BRIEF ▸ According to the source text below on running K3s on UANs, why are Podman containers an attractive way to place users in an interactive environment? Answer in one to three sentences.

WARNING: This feature is a Technical Preview, as such it requires completion of the Prerequisites section. Future releases will streamline these manual configuration steps and enhance the experience of using the rootless Podman containers. Therefore, some of these configuration options may change in future releases.
In HPE Cray Supercomputing UAN release 2.6, a new playbook has been added to create a single node, K3s cluster. This K3s environment can then run the services necessary to replicate the experience of User Access Instances (UAIs) on one or more UANs.
K3s will serve as the orchestrator of services necessary to replicate the capabilities of UAIs on UAN hardware. These services include HAProxy, MetalLB, and eventually DNS services like ExternalDNS and PowerDNS. Notably, this does not orchestrate instances of sshd
and podman
containers through K3s. K3s and the initial set of services mimic how the “Broker UAIs” in CSM to handle the SSH ingress and redirection of users into their interactive environment.
Traditional UAIs in CSM required some level of privilege in CSM for access to host volume mounts, networking, and startup activities. Podman containers offer an attractive solution for an interactive environment in which to place users. They can be rootless containers that do not rely on privilege escalation. When running on UANs, Podman containers have access to a hosting environment that is already tailored to users.

INFORMATION PROVIDED ▸
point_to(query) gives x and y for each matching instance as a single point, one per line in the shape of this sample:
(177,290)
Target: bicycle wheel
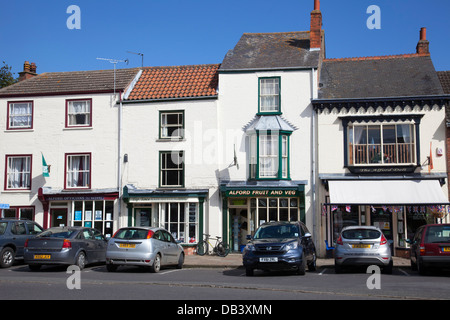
(202,248)
(222,249)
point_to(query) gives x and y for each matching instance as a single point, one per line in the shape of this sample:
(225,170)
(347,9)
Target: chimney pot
(29,71)
(423,33)
(423,46)
(317,5)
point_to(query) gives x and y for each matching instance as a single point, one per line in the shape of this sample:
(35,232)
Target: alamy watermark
(74,280)
(374,280)
(74,20)
(374,21)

EXPECTED ANSWER ▸ Podman containers can be rootless and do not rely on privilege escalation, whereas traditional UAIs in CSM required some level of privilege for host volume mounts, networking, and startup activities. On UANs, Podman containers also have access to a hosting environment that is already tailored to users.